Refleksi PPL
Matematika Nggk dibuat Sulit
Menjadi seorang guru dituntut untuk kreatif dalam
memberikan pembelajaran. Terkadang RPP yang sudah dibuat harus disesuaikan
dengan kondisi di kelas
~ Totok Victor
Didik Saputro ~
Setelah dibuat
tegang dengan mata kuliah Microteaching, pada semester berikutnya mahasiswa
PMat disibukkan dengan PPL. Pembagian sekolah PPL pun membuat hati
berdebar-debar menunggu kepastian pengumuman tersebut. Ketika diumumkan,
ternyata saya ditempatkan di SMA Negeri 1 Depok. Wow, sering didengar sih sekolahnya,
karena ada temen saya yang dulunya sekolah di SMA ini.
Tiba saatnya yang ditunggu-tunggu,
setelah pembekalan prodi dan fakultas saya dengan teman kelompok pun ke sekolah
untuk menentukan tanggal penerjunan PPL. Setelah berdiskusi, terpilihlah 18
Juli 2016 sebagai pelaksanaan penerjunan kami. Akhirnya waktu yang
ditunggu-tunggu sudah di depan mata. Kebetulan saya dipercaya untuk jadi koordinator
PPLnya. Nah, satu hari sebelum penerjunan, saya mengkonfirmasikan kepada pihak
sekolah kembali tentang penerjunan ini. Ternyata, pihak sekolah mengatakan
tidak bisa karena ada pertemuan dengan orang tua dan sekolah masih dalam masa
sibuk-sibuknya. Wah, mendengarkan pembatalan tersebut saya menjadi cemas.

* Baris Data:
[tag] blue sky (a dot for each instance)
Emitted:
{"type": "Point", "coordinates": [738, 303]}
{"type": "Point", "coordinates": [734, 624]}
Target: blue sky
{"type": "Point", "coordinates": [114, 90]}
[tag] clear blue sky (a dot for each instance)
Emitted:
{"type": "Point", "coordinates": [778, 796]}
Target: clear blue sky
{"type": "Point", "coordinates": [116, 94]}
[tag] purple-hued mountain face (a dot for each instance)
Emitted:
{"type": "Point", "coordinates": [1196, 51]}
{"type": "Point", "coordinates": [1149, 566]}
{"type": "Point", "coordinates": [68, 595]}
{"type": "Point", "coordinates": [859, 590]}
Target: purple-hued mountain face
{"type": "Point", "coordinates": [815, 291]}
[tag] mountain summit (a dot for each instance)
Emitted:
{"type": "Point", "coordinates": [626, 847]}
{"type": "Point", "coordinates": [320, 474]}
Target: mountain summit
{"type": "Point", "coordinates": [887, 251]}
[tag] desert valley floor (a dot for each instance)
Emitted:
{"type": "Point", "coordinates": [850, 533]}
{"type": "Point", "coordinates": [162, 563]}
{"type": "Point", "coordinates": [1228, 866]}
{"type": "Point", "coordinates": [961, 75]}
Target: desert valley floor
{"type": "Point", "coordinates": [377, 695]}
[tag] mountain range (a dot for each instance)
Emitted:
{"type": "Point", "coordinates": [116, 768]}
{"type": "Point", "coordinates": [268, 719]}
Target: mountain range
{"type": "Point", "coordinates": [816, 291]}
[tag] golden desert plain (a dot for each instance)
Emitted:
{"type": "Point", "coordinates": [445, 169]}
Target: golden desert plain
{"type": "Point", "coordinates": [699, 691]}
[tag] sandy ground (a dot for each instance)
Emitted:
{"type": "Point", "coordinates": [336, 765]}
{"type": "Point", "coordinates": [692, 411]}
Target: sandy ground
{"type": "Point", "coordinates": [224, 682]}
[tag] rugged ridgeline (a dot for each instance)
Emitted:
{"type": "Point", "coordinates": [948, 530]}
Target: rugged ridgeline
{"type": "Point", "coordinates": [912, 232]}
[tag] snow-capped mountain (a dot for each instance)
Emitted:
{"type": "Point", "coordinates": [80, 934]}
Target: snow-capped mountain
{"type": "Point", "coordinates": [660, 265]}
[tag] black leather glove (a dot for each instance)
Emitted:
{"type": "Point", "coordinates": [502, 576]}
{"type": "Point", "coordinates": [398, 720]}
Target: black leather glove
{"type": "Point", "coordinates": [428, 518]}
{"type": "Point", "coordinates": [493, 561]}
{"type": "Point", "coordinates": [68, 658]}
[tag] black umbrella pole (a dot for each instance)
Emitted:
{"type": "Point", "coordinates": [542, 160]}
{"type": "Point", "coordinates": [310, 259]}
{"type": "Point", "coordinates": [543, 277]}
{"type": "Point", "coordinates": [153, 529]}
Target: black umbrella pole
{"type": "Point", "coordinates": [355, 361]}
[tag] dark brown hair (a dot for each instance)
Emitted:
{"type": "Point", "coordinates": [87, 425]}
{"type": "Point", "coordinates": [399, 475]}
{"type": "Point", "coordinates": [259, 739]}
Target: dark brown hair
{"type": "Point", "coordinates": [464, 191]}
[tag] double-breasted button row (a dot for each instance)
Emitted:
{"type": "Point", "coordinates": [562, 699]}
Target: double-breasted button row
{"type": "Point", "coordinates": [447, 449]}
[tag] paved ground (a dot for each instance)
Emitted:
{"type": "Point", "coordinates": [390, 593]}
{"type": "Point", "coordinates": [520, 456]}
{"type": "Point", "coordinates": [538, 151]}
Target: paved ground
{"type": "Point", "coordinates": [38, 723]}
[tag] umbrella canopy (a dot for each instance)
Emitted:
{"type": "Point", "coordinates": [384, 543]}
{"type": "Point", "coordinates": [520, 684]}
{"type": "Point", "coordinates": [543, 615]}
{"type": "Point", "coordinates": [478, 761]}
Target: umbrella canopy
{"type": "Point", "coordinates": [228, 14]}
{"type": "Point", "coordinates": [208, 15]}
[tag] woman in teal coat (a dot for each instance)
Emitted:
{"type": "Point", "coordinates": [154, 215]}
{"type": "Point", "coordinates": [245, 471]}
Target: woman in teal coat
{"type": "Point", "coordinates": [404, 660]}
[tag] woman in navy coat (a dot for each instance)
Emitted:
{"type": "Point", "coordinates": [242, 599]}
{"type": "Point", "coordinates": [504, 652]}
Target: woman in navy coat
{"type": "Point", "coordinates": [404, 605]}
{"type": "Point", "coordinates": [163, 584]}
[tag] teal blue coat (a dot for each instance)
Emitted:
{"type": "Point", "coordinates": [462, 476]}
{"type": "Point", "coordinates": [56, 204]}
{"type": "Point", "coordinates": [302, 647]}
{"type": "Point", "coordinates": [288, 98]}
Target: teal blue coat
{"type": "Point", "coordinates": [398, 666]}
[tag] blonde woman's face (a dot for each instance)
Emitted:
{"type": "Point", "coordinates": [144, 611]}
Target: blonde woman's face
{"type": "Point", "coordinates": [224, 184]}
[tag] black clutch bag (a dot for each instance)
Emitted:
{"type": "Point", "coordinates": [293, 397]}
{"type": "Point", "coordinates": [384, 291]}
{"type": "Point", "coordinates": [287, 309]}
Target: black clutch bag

* Langkah Kerja:
a – Tentukan apakah setiap pernyataan berikut sesuai dengan bacaan tentang refleksi PPL. Jawab ya atau tidak, lalu kutip kata-kata bacaan yang menjadi penentunya.
(i) Penulis ditempatkan di SMA Negeri 1 Depok.
(ii) Tanggal penerjunan PPL yang dipilih adalah 18 Juli 2016.
(iii) Satu hari sebelum penerjunan, pihak sekolah menyetujui penerjunan tersebut.
b – Tuliskan ulang tanpa perubahan seluruh bagian bacaan tentang refleksi PPL, mulai dari "Refleksi PPL" terus sampai "di SMA ini.".
c – Jawab pertanyaan berikut berdasarkan bacaan tentang refleksi PPL.
(i) Mata kuliah apa yang membuat mahasiswa tegang sebelum semester PPL?
(ii) Tugas apa yang dipercayakan kepada penulis dalam PPL?
(iii) Menurut pembuka bacaan, apa yang terkadang harus disesuaikan dengan kondisi di kelas?
Materi di atas diambil dari sumber lain yang tidak berkaitan dengan bacaan.

* Kunci Jawaban:
a –
(i) Ya: "ternyata saya ditempatkan di SMA Negeri 1 Depok"
(ii) Ya: "terpilihlah 18 Juli 2016 sebagai pelaksanaan penerjunan kami"
(iii) Tidak: "pihak sekolah mengatakan tidak bisa karena ada pertemuan dengan orang tua"

b –
Refleksi PPL
Matematika Nggk dibuat Sulit
Menjadi seorang guru dituntut untuk kreatif dalam
memberikan pembelajaran. Terkadang RPP yang sudah dibuat harus disesuaikan
dengan kondisi di kelas
~ Totok Victor
Didik Saputro ~
Setelah dibuat
tegang dengan mata kuliah Microteaching, pada semester berikutnya mahasiswa
PMat disibukkan dengan PPL. Pembagian sekolah PPL pun membuat hati
berdebar-debar menunggu kepastian pengumuman tersebut. Ketika diumumkan,
ternyata saya ditempatkan di SMA Negeri 1 Depok. Wow, sering didengar sih sekolahnya,
karena ada temen saya yang dulunya sekolah di SMA ini.

c –
(i) Microteaching
(ii) Menjadi koordinator PPL
(iii) RPP yang sudah dibuat